_SOURCE DOCUMENT_:
-------------------------

Translation: Deep潮 TechFlow

Deep潮 Guide: Moses Capital is a fund of funds focusing on early-stage VC. In two years, they reviewed more than 2,000 funds and ultimately invested in only 46, for a 2.3% approval rate. This article revisits the four main GP archetypes they found during the screening process, the specific reasons 97% of funds were eliminated, and a due diligence method that unexpectedly became the highest-quality source of deal flow. For readers interested in the VC ecosystem and from an LP perspective, the information density is very high.

When I founded Moses Capital, I thought I had a rough understanding of the market for emerging fund managers. A few hundred funds, concentrated in just a handful of common cities—if you knew where to look, you could find them.

That assumption held for about three months.

Over the past two years, we reviewed more than 2,000 funds for Fund I. We conducted 553 initial outreach calls, completed 276 full due diligence processes, and ultimately added 46 funds to the portfolio—an approval rate of 2.3%. After sitting down and going through that many conversations, patterns naturally start to show up.

Here’s what we learned.

This market is bigger than anyone thinks

Before we built a systematic sourcing system, our deal flow was the same as most fund of funds: relying on networks and inbound. VC recommends VC. This logic works, but it also means your perspective is constrained by the question of “who knows you.”

When we started capturing SEC filing data in real time, the picture changed completely. Every week, dozens of new funds are formed, and many of them don’t show up on anyone’s radar until months later—by then, they are already fundraising. By 2025, we covered about 95% of US VC funds. The sheer number of newly established funds surprised even us.

The key is: most of these funds are invisible to most LPs. Not because they are bad, but because they’re too early-stage, too small, and haven’t yet built the kind of relationship network that would get them onto a shortlist. That’s the gap we’re trying to fill.

Four archetypes of GPs

After 553 initial conversations, patterns began to emerge. We broadly categorize the managers we encounter into four types:

Founder-turned-investors

Former founders or former operating executives, usually with one relatively standout exit experience, and then they decide to start a fund. They have credibility among founders, and in their niche, the deal flow really is strong. The challenge is that managing a fund and running a company are completely different things—portfolio construction, follow-on investing strategy, and post-investment management. Many people are effectively learning on the job. Some get up to speed quickly, while more people only truly come into their own in Fund II or Fund III.

-------------------------

_DATA_:
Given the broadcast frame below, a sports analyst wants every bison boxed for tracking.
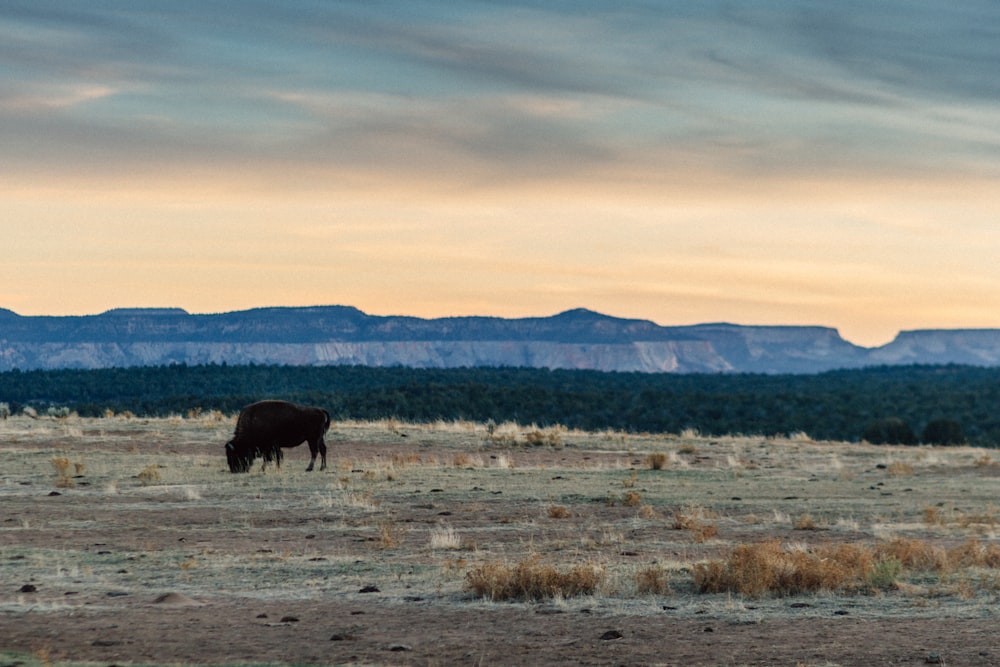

-------------------------

_TASKS TO CARRY OUT_:
1. Translate this sentence from the fund screening article into Spanish: "That assumption held for about three months."
2. Print everything in the fund screening article from "Before we built" down to "trying to fill.".

_SOLUTIONS BY TASK_:
1. Esa suposición se mantuvo durante unos tres meses.

2.
Before we built a systematic sourcing system, our deal flow was the same as most fund of funds: relying on networks and inbound. VC recommends VC. This logic works, but it also means your perspective is constrained by the question of “who knows you.”

When we started capturing SEC filing data in real time, the picture changed completely. Every week, dozens of new funds are formed, and many of them don’t show up on anyone’s radar until months later—by then, they are already fundraising. By 2025, we covered about 95% of US VC funds. The sheer number of newly established funds surprised even us.

The key is: most of these funds are invisible to most LPs. Not because they are bad, but because they’re too early-stage, too small, and haven’t yet built the kind of relationship network that would get them onto a shortlist. That’s the gap we’re trying to fill.